## AIM
List each line in the records below that contains the word "every".
═══ PROVIDED MATERIAL
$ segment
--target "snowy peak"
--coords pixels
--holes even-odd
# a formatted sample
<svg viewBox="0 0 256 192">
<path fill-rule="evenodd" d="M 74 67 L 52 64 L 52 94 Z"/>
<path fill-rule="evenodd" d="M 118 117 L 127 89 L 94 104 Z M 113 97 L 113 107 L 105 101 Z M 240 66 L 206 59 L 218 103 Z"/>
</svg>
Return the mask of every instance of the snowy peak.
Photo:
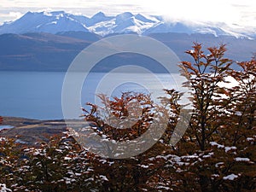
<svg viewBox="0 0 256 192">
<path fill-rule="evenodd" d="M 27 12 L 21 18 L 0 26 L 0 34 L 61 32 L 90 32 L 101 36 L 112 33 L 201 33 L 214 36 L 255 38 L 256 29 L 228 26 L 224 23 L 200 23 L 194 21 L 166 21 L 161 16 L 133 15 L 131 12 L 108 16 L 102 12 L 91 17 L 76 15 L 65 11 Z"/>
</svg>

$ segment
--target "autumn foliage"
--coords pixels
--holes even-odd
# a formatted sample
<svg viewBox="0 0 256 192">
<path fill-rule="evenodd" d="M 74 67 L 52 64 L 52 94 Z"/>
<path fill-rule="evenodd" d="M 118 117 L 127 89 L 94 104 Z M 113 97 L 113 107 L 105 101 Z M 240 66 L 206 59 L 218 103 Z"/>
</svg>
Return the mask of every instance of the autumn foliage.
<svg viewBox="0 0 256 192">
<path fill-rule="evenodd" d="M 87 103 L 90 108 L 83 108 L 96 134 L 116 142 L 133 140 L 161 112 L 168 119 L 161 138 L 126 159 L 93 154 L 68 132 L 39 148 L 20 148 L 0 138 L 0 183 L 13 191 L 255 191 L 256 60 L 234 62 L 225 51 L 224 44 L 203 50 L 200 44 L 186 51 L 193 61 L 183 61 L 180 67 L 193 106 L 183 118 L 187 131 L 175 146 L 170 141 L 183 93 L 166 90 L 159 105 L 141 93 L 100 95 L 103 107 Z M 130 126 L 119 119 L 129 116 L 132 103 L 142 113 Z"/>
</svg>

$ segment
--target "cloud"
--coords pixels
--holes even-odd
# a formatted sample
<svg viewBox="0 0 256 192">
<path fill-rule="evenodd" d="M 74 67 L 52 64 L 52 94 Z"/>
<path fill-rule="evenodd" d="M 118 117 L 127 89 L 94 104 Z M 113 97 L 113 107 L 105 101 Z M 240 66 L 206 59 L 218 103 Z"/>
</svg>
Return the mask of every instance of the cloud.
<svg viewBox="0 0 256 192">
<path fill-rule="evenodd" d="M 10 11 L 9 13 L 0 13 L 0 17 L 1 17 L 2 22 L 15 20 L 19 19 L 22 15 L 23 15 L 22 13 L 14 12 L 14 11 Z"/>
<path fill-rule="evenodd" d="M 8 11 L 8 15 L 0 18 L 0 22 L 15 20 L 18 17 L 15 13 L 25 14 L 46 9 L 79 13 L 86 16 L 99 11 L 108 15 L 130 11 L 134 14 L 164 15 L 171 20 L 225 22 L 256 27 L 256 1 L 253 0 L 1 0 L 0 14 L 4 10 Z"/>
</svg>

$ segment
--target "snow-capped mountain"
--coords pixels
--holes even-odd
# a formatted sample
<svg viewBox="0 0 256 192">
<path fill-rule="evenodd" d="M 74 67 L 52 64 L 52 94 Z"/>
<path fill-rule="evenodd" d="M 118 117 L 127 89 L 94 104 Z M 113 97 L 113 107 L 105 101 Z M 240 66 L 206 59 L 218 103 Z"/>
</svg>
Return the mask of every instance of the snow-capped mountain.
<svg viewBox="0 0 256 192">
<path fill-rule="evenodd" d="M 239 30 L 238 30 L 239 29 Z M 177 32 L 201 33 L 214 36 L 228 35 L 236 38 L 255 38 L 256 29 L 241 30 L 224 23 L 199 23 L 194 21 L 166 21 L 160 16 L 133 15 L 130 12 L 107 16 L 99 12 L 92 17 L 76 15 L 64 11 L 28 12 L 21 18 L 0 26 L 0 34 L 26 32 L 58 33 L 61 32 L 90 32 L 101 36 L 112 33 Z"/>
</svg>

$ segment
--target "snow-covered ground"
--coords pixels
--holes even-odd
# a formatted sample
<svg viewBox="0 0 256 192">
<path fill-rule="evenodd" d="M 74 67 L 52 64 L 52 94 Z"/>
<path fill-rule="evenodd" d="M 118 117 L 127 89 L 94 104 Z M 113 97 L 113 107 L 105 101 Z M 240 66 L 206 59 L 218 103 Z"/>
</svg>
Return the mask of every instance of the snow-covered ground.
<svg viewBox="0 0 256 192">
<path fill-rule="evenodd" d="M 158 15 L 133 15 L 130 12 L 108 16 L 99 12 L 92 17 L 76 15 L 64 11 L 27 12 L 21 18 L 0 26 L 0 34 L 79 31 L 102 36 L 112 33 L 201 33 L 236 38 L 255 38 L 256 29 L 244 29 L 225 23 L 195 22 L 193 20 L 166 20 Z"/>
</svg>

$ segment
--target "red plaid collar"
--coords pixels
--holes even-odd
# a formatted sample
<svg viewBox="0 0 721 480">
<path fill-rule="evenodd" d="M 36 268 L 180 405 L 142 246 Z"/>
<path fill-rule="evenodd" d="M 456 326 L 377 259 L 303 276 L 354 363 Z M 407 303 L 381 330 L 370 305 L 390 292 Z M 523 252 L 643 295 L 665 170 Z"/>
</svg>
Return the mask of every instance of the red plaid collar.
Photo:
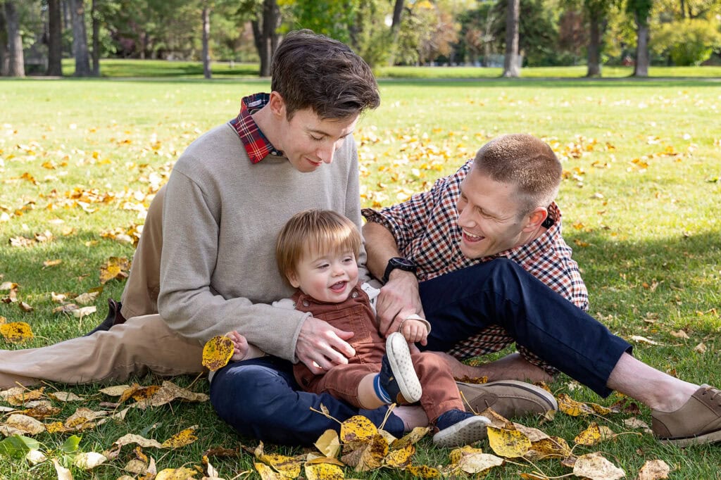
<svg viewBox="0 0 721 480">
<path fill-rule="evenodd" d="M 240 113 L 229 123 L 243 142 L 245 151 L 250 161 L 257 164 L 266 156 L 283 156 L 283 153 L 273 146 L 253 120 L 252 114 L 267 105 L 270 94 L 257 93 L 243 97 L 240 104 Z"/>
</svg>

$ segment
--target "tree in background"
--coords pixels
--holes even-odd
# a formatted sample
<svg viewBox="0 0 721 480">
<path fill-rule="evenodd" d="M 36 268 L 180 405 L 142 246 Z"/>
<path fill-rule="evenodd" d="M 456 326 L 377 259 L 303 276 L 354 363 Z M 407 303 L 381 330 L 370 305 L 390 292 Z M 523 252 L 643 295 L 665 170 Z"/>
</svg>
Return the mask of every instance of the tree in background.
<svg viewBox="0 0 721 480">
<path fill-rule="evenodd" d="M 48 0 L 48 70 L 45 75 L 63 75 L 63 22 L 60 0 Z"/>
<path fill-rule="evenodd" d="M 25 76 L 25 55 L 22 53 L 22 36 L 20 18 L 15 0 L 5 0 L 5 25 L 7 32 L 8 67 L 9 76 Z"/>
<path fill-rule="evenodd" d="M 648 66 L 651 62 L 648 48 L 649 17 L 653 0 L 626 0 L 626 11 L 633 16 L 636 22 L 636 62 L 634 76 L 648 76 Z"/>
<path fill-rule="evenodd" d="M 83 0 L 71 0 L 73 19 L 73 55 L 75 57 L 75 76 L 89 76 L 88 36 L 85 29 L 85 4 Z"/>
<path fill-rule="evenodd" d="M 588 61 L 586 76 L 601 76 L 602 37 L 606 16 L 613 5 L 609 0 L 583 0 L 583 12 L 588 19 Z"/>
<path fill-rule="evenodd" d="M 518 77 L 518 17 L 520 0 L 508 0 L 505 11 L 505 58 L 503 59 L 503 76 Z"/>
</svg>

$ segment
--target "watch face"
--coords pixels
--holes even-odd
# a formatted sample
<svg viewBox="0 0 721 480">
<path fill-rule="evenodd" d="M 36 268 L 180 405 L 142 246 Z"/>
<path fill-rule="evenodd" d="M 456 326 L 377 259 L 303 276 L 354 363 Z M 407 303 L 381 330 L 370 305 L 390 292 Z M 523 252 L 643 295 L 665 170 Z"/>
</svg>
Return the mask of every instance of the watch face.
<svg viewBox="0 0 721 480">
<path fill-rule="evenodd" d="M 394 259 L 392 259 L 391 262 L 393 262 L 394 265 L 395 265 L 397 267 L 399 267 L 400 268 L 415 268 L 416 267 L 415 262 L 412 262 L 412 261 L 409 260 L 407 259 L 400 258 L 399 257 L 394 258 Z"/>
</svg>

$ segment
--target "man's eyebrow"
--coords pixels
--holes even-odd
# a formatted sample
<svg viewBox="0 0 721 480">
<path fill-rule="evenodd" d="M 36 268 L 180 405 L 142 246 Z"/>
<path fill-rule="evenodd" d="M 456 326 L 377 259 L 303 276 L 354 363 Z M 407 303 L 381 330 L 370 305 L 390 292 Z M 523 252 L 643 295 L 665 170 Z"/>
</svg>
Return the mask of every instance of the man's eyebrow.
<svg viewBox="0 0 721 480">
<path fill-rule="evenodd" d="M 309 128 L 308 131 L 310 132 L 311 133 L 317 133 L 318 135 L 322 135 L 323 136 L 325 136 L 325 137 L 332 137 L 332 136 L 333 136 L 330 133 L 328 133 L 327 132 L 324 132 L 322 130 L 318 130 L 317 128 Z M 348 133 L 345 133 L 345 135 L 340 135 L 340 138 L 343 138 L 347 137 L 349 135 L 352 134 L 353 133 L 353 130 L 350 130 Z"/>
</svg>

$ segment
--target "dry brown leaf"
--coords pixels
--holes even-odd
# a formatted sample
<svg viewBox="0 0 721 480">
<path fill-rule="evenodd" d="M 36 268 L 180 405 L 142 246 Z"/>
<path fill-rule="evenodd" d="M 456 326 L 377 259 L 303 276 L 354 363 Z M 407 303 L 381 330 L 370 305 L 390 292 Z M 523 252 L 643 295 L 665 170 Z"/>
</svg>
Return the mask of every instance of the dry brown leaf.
══════
## CORRECT OUTPUT
Return the mask of every instance of the snowy peak.
Return the mask of every instance of the autumn foliage.
Return the mask of every instance of the cloud.
Return the mask of every instance of the snow-capped mountain.
Return the mask of every instance of the snow-covered ground.
Return the mask of every instance of the red plaid collar.
Return the mask of every instance of the tree in background.
Return the mask of every instance of the watch face.
Return the mask of every instance of the man's eyebrow.
Return the mask of every instance of the dry brown leaf.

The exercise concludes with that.